(Consigne)
Relevez tous les acteurs mentionnés dans la fiche du film Matlosa ci-dessous.

(Section de texte)
----

Matlosa

Affiche Matlosa
Réalisé par Villi Hermann
Titre original MATLOSA (THE HOMELESS ONE)
Pays de production SUISSE
Année 1981
Durée
Musique Enzo Jannacci
Genre Comédie
Acteurs Flavio Bucci, Francesca De Sapio, Omero Antonutti
Age légal 14 ans
Age suggéré 14 ans
N° cinéfeuilles 869

Critique

Le film captive parce que chacun peut se reconnaître en son personnage principal, Alfredo. Et surtout parce que celui-ci possède cette richesse rare d’avoir su conserver son enfance.

----

(Enregistrements)
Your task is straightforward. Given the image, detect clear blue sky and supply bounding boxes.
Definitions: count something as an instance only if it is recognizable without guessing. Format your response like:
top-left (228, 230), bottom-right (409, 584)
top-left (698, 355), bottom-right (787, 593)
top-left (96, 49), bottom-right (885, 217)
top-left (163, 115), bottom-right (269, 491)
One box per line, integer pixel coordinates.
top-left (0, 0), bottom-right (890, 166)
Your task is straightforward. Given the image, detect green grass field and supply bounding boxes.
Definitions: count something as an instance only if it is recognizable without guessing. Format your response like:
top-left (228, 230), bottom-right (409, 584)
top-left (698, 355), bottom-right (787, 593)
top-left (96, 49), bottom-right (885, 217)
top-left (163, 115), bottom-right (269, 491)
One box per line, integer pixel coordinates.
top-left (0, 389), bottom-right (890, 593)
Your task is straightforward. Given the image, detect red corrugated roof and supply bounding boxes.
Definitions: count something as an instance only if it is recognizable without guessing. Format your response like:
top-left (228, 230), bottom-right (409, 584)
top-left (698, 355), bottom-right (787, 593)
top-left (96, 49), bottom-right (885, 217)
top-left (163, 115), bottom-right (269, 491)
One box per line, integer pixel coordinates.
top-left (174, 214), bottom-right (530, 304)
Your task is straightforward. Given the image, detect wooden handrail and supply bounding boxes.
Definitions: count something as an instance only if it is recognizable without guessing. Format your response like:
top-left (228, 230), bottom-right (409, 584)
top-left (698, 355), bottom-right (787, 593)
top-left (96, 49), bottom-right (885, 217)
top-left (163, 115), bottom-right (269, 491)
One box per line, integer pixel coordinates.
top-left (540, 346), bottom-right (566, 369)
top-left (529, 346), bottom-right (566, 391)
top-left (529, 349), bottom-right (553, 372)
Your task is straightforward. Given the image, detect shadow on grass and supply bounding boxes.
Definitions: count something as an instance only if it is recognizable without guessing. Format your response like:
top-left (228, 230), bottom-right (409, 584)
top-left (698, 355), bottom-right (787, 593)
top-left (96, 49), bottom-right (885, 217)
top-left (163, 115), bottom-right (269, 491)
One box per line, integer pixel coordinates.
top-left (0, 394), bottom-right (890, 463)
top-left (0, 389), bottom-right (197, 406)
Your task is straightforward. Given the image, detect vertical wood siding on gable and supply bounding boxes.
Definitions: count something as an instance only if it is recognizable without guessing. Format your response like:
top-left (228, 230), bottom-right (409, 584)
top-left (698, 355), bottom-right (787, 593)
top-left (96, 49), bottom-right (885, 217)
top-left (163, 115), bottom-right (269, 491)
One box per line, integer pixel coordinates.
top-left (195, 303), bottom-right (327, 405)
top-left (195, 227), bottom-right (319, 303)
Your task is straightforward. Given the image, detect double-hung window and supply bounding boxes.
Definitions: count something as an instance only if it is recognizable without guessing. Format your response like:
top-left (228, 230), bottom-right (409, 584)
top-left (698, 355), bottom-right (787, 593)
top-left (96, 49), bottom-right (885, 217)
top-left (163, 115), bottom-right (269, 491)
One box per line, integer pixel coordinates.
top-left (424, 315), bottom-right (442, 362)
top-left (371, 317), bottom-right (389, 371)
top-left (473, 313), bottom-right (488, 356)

----

(Résultat obtenu)
Flavio Bucci, Francesca De Sapio, Omero Antonutti